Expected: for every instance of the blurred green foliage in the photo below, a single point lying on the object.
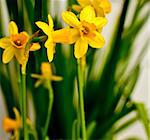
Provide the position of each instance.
(107, 98)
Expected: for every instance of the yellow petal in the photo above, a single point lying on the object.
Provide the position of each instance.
(49, 42)
(13, 29)
(56, 78)
(84, 3)
(26, 34)
(87, 14)
(8, 54)
(5, 42)
(81, 47)
(97, 42)
(99, 11)
(46, 70)
(74, 35)
(99, 22)
(35, 46)
(44, 27)
(50, 22)
(19, 54)
(65, 35)
(50, 49)
(70, 18)
(77, 8)
(50, 52)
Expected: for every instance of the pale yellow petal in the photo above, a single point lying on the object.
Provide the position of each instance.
(81, 47)
(70, 18)
(5, 42)
(84, 3)
(50, 22)
(19, 54)
(97, 42)
(13, 29)
(56, 78)
(8, 54)
(35, 47)
(87, 14)
(44, 27)
(65, 35)
(99, 22)
(50, 52)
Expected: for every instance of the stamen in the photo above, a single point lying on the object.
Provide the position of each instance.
(18, 42)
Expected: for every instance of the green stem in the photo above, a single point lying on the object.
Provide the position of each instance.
(51, 98)
(78, 123)
(19, 85)
(24, 106)
(81, 99)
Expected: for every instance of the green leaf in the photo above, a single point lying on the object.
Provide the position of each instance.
(143, 115)
(90, 129)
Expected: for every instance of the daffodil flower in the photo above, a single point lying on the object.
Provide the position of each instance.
(14, 45)
(46, 75)
(14, 125)
(85, 31)
(101, 7)
(58, 36)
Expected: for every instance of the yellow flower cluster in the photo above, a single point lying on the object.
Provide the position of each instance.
(14, 45)
(84, 29)
(46, 74)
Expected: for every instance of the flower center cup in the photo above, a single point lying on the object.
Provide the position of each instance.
(19, 40)
(87, 29)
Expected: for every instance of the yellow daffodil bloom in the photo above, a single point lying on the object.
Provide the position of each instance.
(58, 36)
(46, 74)
(101, 7)
(14, 45)
(85, 31)
(14, 125)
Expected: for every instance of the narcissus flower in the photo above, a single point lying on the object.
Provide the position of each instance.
(14, 125)
(101, 7)
(85, 31)
(58, 36)
(46, 75)
(14, 45)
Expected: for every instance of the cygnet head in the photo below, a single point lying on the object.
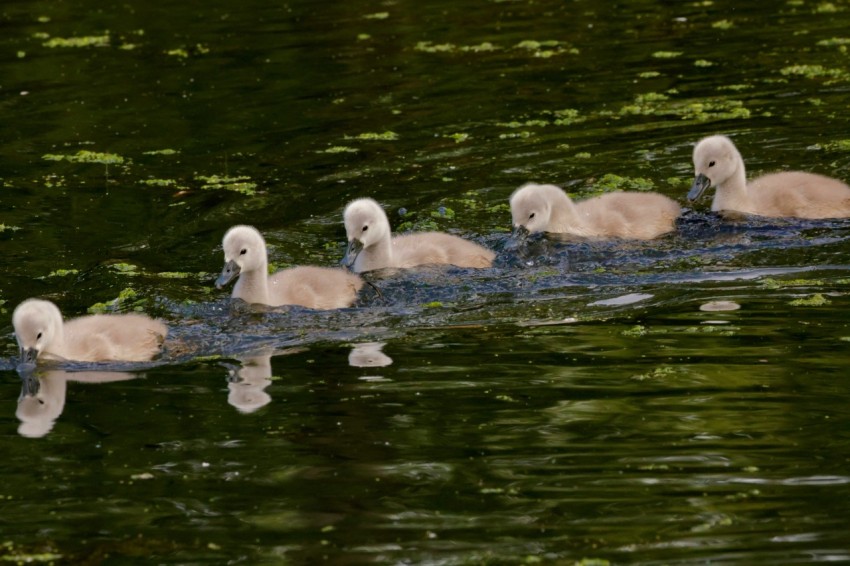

==*==

# To be done
Please pull every line of the records above into your answer word for word, leaving out the pictures.

# Full answer
Expected: for every instance of the blurred green foliage in the photo below, a single point lying on the object.
Provide the position of each instance.
(107, 98)
Expected: for every instance of the yellow petal in the photo above, a single point lying on the object.
Provide the position of each instance.
(49, 42)
(13, 29)
(56, 78)
(84, 3)
(26, 34)
(87, 14)
(8, 54)
(5, 42)
(81, 47)
(97, 42)
(99, 11)
(46, 70)
(74, 35)
(99, 22)
(35, 46)
(44, 27)
(50, 22)
(19, 54)
(65, 35)
(50, 49)
(70, 18)
(77, 8)
(50, 52)
Expected: for every instance of the pale yellow petal in the photo above, a single point lying on the object.
Provide the position of each instance.
(81, 47)
(70, 18)
(5, 42)
(84, 3)
(50, 22)
(19, 54)
(97, 42)
(13, 29)
(56, 78)
(8, 54)
(35, 47)
(87, 14)
(44, 27)
(65, 35)
(99, 22)
(50, 52)
Expected: for every instance of the stamen in the photo above, a single point lying on the object.
Provide the position of each instance.
(18, 42)
Expected: for every instance of the green stem in the photo above, a single point lying on the object.
Provide the position of each instance.
(51, 98)
(78, 123)
(19, 85)
(24, 106)
(81, 99)
Expected: for every instance of the green leaf in the photo above, a single point lying on the object.
Provide the position of each instance.
(143, 115)
(90, 129)
Expected: for every instance of the daffodil flower in the photo above, a single point lying on the object.
Provide the position of each instance.
(14, 45)
(46, 75)
(14, 125)
(85, 31)
(101, 7)
(58, 36)
Expected: for every instance of the yellow flower cluster in the photo above, a single point lying on the object.
Provide the position of each instance.
(14, 45)
(84, 29)
(46, 74)
Expected: for every instance of the flower center cup in the photo above, a single point lying on the object.
Provide the position of each instance.
(19, 40)
(87, 29)
Expected: for every instance of the yellow daffodil bloom in the photo above, a single point lying on the object.
Provide the position of each instance.
(58, 36)
(46, 74)
(101, 7)
(14, 45)
(85, 31)
(14, 125)
Expected: for every instance of the narcissus flower in the photo above, a single point lying on the object.
Provide the position of each instance.
(14, 125)
(101, 7)
(85, 31)
(58, 36)
(46, 75)
(14, 45)
Expected: for every instance of the cygnet head in the photo below, a single point lying on the object.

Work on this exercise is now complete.